Page text ::
Article/Content Generation Software

710fla · April 2017

Thanks @sven!

xuanbinhco · April 2017

very good, thanks

710fla · April 2017

Is it possible to add a option to spin every word/phrase when using The Best Spinner? As of right now the "Good" setting skips over several phrases and words. I would like to spin the article as much as possible.

When using these settings in The Best Spinner program I am able to spin almost every word/phrase, compared to inserting the syntax in GSA Content Generator using the "Good" setting.

https://snag.gy/KZafRm.jpg

Edit: I don't know why clicking the link doesn't work. Just copy and paste the address in your browser.

Sven · April 2017

@710fla I checked the API again (http://thebestspinner.com/?action=api_info) and didn't saw a parameter for "frequency". I added everything to configure that seems useful though.

meph · April 2017

@Sven how can I scrape without keyword?

I try to scrape category page from the particular website but every time app is automatically replacing URL with search form etc...

Data lines ::
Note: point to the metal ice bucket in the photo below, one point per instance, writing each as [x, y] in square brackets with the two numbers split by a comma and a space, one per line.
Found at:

Aim of the exercise ::
Do the statements below agree with the forum thread on content generation software? Answer yes or no for each and quote the words from the thread that decide it.
1. 710fla says that clicking the posted link works.
2. Sven says he added everything to configure that seems useful.
3. meph asks how to scrape without a keyword.

Result of the exercise ::
1. No: "I don't know why clicking the link doesn't work."
2. Yes: "I added everything to configure that seems useful though."
3. Yes: "how can I scrape without keyword?"